[start INPUT MATERIAL]
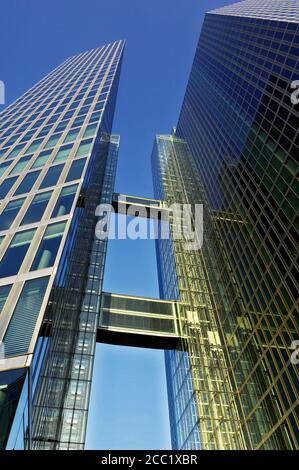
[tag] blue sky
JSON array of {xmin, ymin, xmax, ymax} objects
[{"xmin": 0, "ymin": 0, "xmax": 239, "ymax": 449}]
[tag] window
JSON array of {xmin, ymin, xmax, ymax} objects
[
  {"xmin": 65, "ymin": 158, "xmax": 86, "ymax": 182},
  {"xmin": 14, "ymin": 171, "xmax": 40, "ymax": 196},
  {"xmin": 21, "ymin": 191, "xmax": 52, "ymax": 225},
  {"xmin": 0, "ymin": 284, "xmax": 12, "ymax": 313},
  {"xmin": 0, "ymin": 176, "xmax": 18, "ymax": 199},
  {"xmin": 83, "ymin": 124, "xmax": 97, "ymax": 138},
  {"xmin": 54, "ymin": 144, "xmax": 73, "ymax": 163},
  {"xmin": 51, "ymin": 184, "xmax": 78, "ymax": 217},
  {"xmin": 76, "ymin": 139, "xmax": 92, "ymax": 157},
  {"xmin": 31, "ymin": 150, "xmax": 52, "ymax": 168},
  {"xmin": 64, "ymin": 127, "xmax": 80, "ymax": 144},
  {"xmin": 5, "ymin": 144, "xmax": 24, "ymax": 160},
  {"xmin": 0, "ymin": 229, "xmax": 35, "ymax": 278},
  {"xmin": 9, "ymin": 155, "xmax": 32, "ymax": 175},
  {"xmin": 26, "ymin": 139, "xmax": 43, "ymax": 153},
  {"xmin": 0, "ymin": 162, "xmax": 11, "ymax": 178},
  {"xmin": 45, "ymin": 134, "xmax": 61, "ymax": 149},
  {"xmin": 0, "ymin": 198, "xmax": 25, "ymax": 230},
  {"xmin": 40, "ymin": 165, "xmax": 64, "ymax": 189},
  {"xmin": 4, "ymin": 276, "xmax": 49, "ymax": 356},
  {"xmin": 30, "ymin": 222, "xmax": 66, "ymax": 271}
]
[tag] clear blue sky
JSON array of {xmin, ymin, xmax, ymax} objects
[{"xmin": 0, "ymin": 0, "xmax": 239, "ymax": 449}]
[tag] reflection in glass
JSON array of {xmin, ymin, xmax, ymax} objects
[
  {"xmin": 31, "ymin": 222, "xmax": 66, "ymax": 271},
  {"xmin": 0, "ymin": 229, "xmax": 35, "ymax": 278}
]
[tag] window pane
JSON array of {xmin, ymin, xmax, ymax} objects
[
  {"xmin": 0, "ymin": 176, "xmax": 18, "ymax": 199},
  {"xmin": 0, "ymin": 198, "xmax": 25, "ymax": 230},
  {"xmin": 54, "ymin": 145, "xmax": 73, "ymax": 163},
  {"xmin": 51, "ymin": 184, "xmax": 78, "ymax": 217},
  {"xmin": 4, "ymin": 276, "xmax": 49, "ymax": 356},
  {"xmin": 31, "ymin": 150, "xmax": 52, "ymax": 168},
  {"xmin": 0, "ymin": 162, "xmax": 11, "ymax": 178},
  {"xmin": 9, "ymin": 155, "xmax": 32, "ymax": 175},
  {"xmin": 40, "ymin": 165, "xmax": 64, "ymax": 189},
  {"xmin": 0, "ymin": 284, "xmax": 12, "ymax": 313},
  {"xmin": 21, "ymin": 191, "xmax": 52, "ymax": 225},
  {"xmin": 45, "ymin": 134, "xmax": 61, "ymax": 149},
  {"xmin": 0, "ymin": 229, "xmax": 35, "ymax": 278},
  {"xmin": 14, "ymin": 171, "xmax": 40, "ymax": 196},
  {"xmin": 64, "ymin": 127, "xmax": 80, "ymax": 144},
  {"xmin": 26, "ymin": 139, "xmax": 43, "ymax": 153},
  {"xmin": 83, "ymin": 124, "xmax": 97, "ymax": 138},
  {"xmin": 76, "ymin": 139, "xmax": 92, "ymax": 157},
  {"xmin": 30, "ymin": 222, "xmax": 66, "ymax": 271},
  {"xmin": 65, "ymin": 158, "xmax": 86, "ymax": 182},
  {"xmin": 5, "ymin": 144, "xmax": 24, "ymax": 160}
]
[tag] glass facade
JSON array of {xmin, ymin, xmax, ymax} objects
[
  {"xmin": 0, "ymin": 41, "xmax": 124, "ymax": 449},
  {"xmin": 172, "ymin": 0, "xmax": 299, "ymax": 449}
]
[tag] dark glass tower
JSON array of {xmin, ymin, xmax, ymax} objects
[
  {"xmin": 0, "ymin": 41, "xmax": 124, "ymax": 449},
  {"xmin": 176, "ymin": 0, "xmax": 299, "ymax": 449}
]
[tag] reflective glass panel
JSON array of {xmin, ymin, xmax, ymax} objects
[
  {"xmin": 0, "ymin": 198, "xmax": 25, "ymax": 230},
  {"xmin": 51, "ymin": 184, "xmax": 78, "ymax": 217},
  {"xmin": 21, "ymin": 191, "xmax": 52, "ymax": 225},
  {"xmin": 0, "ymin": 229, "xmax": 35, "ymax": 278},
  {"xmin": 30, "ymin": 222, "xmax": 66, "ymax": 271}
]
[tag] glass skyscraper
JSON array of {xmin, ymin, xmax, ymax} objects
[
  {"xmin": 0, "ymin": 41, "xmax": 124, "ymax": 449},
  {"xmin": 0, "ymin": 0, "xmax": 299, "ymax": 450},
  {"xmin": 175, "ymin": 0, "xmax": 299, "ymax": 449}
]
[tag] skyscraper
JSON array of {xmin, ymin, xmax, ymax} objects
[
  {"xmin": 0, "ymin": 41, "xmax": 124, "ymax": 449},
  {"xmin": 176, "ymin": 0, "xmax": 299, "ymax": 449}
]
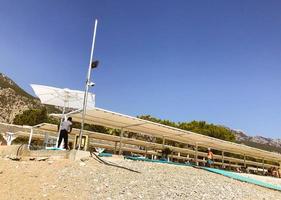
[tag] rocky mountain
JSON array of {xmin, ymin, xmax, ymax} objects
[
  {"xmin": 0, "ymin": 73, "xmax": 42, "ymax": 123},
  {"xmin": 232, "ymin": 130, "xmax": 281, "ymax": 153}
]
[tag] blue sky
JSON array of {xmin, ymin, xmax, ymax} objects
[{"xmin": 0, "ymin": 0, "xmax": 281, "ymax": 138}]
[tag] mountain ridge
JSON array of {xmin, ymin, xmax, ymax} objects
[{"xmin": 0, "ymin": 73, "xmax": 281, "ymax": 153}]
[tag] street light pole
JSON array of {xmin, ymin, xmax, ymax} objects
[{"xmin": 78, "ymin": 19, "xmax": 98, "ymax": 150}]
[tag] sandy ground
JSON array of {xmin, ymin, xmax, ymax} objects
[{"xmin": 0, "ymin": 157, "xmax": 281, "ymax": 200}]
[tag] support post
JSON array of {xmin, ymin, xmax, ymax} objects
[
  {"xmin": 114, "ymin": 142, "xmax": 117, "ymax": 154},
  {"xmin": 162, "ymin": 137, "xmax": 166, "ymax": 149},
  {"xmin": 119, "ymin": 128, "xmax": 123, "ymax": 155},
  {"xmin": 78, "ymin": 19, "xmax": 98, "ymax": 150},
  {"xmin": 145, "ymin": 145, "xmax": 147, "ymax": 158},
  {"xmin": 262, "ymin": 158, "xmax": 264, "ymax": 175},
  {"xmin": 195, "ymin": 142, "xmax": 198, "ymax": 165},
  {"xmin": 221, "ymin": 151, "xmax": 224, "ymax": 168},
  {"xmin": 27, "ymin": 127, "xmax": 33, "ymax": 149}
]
[end INPUT MATERIAL]
SHORT EXERCISE:
Gather every line in the items above that contains the word "mountain", where letter case matters, and list those lines in their original order.

FINISHED TASK:
[tag] rocky mountain
[tag] mountain ridge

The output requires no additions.